▶ Problem to solve: Every line in the records below that holds the word "window" is to be copied.

Collection entries:

------------------------------------

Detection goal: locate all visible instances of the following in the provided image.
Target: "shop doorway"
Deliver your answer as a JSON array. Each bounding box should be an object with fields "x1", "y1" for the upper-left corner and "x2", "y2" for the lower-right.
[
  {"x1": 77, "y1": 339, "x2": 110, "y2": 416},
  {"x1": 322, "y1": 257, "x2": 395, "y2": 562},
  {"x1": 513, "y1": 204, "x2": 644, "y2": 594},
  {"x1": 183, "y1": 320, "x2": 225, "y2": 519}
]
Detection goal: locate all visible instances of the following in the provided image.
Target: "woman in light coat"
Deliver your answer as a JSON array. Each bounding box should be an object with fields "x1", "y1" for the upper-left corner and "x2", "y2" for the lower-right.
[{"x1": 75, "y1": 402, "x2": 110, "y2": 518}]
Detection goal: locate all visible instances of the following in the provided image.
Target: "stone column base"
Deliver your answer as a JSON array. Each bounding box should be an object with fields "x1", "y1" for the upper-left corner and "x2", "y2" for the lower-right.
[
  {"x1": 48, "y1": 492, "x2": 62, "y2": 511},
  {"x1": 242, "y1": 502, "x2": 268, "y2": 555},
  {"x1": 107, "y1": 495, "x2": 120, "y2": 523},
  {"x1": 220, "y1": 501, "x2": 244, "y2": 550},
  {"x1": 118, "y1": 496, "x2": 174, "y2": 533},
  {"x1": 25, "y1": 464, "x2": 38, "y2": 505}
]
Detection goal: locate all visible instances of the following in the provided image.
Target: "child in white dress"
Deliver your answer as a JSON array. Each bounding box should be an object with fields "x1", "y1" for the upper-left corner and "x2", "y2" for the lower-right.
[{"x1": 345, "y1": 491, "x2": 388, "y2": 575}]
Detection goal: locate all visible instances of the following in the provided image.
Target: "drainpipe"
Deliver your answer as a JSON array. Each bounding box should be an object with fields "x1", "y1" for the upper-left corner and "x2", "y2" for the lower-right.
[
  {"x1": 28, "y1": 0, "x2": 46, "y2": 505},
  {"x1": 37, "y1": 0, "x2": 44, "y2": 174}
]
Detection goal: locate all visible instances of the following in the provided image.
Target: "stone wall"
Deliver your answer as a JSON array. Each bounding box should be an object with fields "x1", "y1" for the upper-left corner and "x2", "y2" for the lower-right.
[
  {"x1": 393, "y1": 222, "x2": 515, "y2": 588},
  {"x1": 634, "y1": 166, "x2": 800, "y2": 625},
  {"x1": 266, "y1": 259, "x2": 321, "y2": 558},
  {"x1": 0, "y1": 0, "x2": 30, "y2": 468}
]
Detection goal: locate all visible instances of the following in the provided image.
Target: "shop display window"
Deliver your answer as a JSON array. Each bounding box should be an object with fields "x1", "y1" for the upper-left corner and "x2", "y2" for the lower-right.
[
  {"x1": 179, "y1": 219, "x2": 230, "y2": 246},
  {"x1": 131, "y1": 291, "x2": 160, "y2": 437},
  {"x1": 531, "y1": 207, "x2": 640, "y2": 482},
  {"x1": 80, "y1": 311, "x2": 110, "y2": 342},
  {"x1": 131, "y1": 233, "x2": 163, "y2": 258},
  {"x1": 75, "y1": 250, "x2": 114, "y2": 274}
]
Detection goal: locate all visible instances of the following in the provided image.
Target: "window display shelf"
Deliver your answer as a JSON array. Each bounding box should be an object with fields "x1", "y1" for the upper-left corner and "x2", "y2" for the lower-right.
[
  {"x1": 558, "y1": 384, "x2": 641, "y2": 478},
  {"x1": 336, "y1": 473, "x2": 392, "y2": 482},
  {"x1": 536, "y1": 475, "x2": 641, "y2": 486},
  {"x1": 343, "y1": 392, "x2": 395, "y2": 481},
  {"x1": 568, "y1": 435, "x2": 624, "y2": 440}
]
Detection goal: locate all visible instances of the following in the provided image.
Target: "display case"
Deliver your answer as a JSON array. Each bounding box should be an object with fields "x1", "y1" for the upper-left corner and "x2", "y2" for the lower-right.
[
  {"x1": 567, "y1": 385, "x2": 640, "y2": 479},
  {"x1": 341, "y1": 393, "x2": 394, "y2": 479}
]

------------------------------------

▶ Answer section:
Target: "shop display window"
Target: "window display shelf"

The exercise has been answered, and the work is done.